== Trecho da página

A aprovação, pelo Senado, do Exame Nacional de Proficiência em Medicina (Profimed) deveria ser encarada não como um obstáculo à carreira médica, mas como uma medida urgente de proteção à sociedade e de responsabilização do próprio sistema de ensino superior.

Num país que viveu, nos últimos quinze anos, uma expansão desordenada de escolas de medicina, é ingenuidade, ou conveniência, fingir que todos os cursos oferecem a formação mínima necessária para entregar à população profissionais aptos a lidar com vidas humanas.

Os números falam por si. Entre 2010 e 2013, o Brasil viu o total de cursos de medicina mais que dobrar, saltando de 181 para 401. Trata-se de um crescimento de 127%, impulsionado sobretudo por grupos privados que enxergaram na formação médica um negócio altamente lucrativo.

O setor movimenta R$ 26,4 bilhões por ano, e essa cifra explica muito do que está por trás da resistência à criação de um exame obrigatório: quanto maior o rigor, maior a chance de expor a fragilidade de cursos improvisados para gerar lucro rápido.

Não é coincidência, portanto, que 20% das graduações avaliadas em 2023 não tenham atingido qualidade satisfatória. O problema é estrutural e crescente.

E, diferentemente de outras profissões, a medicina não permite margem de erro. Um advogado despreparado pode prejudicar um processo; um médico despreparado pode tirar uma vida. Nesse cenário, o Profimed surge como um filtro mínimo.

Não resolve todos os problemas, mas impede que a ausência de fiscalização e a abertura indiscriminada de cursos continuem transferindo o risco ao paciente mais vulnerável, aquele que não tem condições de escolher seu médico, seu hospital ou sua rede de saúde.

Os críticos afirmam que a prova seria uma punição ao estudante, quando na verdade o Profimed é uma denúncia silenciosa da precarização da formação médica. Se uma instituição teme que seus alunos não passem no exame, o problema não é o exame: é a instituição.

A prova obriga faculdades a se comprometerem com padrões mínimos de qualidade, algo que hoje claramente não existe de forma homogênea. Além disso, ao formalizar o Enamed, avaliações no 4º e 6º ano, o país finalmente adota um mecanismo contínuo de diagnóstico da formação.

====

# Partes do exercício
[a] Reproduza o trecho do texto sobre o Profimed de "E, diferentemente de" a "é a instituição.".
[b] Responda com base no texto sobre o Profimed:
(i) Quanto o setor de formação médica movimenta por ano?
(ii) Que percentual das graduações avaliadas em 2023 não atingiu qualidade satisfatória?
(iii) Em quais anos do curso o Enamed faz avaliações?
[c] Liste tudo o que, segundo o texto sobre o Profimed, o paciente mais vulnerável não tem condições de escolher.

== Dados fornecidos

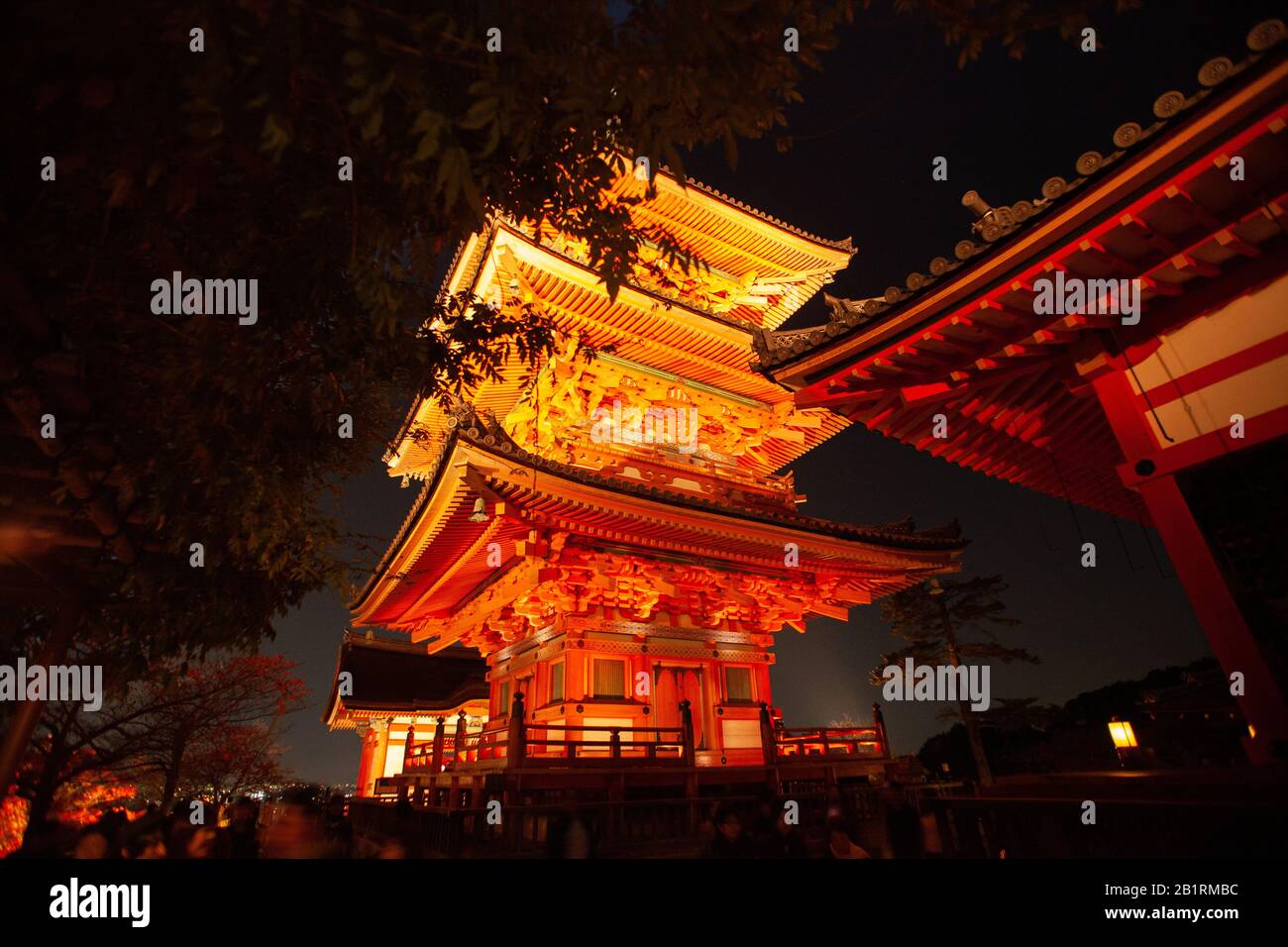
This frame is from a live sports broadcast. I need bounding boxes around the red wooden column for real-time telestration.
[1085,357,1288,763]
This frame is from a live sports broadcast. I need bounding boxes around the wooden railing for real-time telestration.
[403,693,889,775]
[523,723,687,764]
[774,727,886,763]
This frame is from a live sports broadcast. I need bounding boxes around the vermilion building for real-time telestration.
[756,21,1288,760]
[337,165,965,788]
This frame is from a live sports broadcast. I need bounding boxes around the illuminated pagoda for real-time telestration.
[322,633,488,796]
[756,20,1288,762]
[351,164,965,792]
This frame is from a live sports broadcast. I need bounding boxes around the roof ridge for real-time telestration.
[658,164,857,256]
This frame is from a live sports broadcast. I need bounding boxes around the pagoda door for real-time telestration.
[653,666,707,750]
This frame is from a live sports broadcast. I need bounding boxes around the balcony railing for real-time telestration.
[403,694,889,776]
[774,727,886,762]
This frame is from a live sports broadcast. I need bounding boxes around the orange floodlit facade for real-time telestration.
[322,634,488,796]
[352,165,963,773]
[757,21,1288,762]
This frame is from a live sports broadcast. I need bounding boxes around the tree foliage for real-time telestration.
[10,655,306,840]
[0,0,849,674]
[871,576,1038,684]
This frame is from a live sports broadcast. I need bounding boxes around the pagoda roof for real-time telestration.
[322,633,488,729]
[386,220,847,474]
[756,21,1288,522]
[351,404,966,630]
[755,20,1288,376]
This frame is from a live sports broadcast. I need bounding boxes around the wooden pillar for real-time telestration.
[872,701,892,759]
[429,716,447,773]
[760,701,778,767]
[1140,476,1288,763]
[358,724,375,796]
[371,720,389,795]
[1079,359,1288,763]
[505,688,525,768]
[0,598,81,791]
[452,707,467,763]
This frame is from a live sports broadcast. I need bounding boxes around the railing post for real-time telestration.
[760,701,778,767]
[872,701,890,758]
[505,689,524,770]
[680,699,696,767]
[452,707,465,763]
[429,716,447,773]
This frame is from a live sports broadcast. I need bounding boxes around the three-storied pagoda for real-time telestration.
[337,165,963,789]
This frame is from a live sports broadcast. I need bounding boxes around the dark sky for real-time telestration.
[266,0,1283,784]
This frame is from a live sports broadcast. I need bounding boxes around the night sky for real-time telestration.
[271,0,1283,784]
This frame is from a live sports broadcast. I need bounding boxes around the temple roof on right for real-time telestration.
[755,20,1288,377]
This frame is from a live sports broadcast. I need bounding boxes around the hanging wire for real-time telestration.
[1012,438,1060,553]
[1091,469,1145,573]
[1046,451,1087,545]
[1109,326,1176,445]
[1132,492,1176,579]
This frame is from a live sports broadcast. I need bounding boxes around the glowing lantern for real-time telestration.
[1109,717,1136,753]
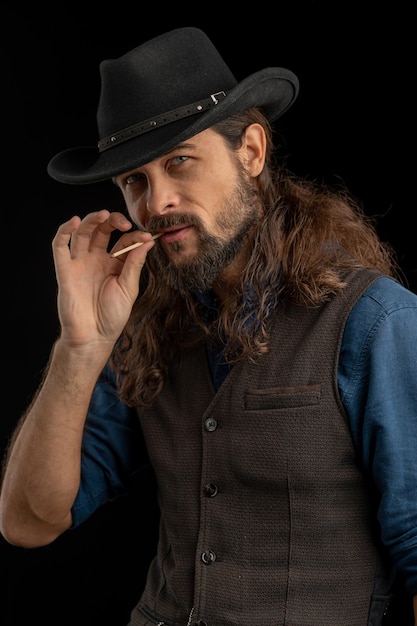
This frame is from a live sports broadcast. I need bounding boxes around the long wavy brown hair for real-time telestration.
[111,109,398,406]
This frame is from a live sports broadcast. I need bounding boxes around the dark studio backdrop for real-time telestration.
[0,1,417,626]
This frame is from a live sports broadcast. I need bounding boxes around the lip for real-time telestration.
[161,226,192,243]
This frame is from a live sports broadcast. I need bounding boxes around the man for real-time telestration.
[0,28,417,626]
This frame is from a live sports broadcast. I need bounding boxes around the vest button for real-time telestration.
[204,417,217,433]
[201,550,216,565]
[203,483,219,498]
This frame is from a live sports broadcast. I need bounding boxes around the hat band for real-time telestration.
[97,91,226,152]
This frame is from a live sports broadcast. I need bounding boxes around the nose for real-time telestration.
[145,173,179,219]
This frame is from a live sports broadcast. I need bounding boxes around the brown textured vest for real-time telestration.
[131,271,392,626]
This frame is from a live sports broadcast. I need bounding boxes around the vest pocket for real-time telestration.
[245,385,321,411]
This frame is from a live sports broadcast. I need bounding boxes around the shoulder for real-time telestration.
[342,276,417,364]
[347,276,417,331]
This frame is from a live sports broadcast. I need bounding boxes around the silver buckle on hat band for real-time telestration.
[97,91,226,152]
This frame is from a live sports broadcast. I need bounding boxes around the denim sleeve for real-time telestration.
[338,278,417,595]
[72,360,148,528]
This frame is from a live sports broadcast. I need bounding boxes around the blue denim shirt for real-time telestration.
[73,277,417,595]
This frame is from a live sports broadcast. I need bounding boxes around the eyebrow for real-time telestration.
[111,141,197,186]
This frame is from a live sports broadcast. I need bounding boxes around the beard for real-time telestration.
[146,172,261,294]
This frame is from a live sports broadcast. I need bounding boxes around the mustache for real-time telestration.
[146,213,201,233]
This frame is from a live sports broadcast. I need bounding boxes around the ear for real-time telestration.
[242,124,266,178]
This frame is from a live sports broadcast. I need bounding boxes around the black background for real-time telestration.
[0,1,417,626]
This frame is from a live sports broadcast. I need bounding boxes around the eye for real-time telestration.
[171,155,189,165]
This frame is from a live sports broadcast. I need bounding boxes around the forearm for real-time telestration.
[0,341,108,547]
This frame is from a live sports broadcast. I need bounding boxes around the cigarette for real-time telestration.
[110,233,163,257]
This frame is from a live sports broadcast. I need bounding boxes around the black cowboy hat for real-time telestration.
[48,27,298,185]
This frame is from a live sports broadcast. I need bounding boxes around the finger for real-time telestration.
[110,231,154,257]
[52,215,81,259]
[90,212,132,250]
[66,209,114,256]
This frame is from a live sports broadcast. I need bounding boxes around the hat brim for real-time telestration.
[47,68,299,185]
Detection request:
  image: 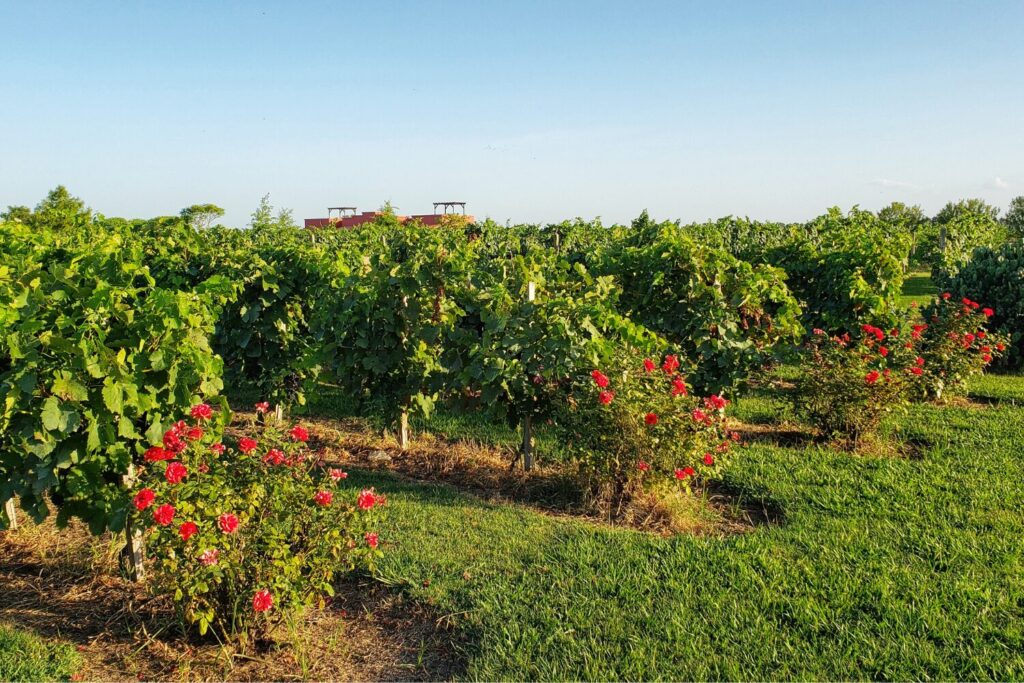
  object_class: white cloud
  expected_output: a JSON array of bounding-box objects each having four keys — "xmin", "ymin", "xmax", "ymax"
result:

====

# Respostas
[a]
E, diferentemente de outras profissões, a medicina não permite margem de erro. Um advogado despreparado pode prejudicar um processo; um médico despreparado pode tirar uma vida. Nesse cenário, o Profimed surge como um filtro mínimo.

Não resolve todos os problemas, mas impede que a ausência de fiscalização e a abertura indiscriminada de cursos continuem transferindo o risco ao paciente mais vulnerável, aquele que não tem condições de escolher seu médico, seu hospital ou sua rede de saúde.

Os críticos afirmam que a prova seria uma punição ao estudante, quando na verdade o Profimed é uma denúncia silenciosa da precarização da formação médica. Se uma instituição teme que seus alunos não passem no exame, o problema não é o exame: é a instituição.

[b]
(i) R$ 26,4 bilhões.
(ii) 20%.
(iii) No 4º e no 6º ano.

[c]
- Seu médico
- Seu hospital
- Sua rede de saúde